▶ TASK:
Collect every line in the records below that contains the string "brick", and copy each such line verbatim.

▶ DATA FOR THE TASK:
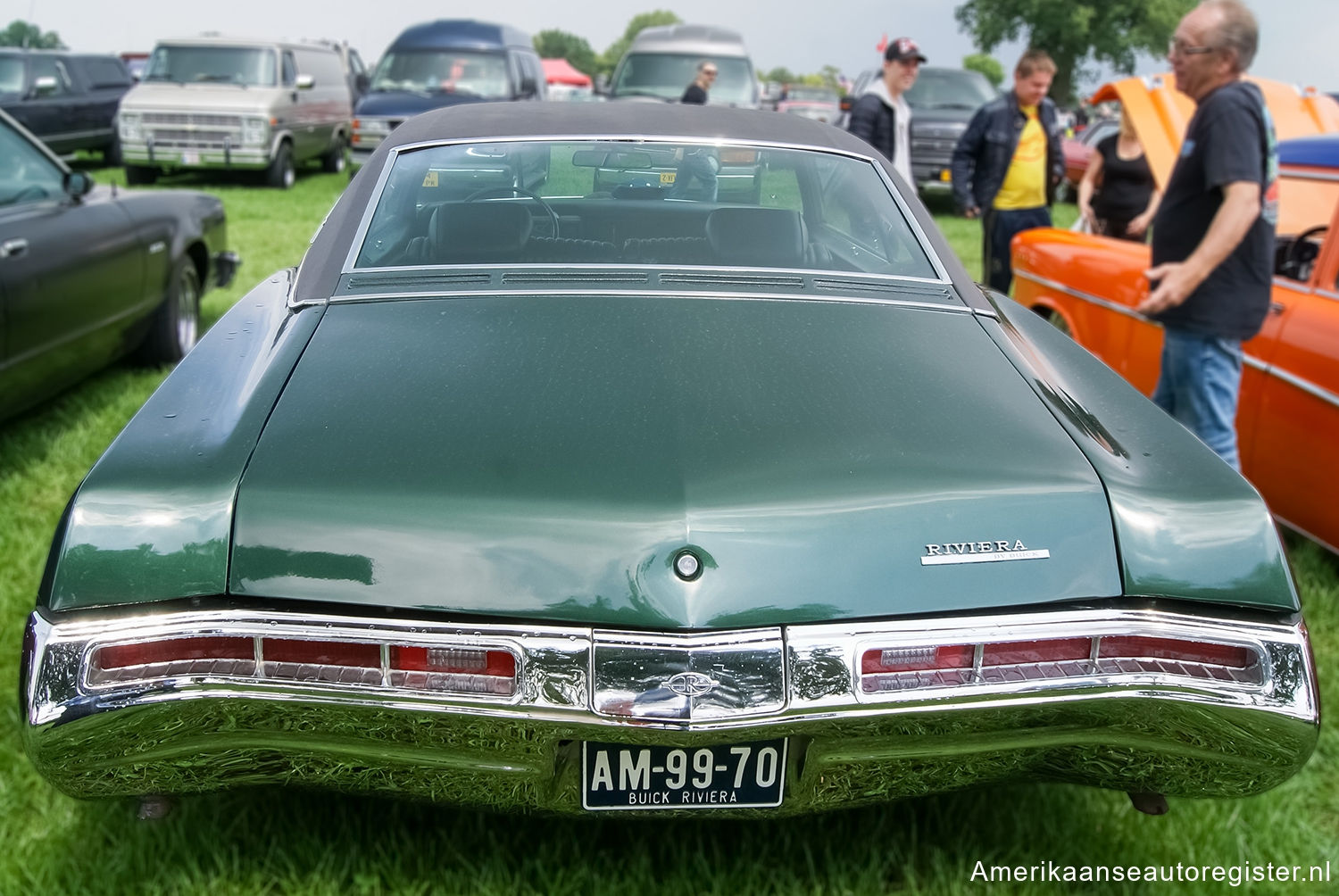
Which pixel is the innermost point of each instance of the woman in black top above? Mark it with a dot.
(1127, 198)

--

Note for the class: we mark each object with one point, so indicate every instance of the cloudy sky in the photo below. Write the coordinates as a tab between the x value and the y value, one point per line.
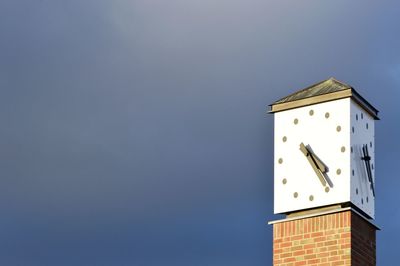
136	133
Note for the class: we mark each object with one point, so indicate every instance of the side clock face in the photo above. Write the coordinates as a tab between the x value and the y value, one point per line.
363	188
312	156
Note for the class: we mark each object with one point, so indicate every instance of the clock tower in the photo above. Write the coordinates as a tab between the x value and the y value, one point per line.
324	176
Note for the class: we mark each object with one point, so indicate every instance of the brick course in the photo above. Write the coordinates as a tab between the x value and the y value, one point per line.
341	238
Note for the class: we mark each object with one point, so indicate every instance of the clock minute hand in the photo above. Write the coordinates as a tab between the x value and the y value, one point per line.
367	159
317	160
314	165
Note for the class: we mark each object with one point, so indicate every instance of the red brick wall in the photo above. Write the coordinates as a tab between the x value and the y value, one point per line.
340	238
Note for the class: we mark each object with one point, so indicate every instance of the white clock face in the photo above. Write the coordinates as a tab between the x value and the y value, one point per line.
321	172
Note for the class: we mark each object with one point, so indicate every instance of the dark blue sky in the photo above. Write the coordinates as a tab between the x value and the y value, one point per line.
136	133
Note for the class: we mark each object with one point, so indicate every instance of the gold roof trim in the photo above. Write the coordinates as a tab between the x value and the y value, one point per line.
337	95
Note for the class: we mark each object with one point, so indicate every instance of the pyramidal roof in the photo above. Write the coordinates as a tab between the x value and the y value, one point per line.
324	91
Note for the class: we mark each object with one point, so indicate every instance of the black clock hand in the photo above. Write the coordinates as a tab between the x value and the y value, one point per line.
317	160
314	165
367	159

▶ RESULT OF THE EXERCISE:
Note for the class: we mark each object with one point, so indicate every instance of the brick course in the photo above. Write the coordinates as a tab between the x value and the y value, one point per line.
Note for the class: we mark each object with one point, so indicate every instance of the red brick wall in the photo above. Write the coordinates as a tab between the x value and the y value, one point per line.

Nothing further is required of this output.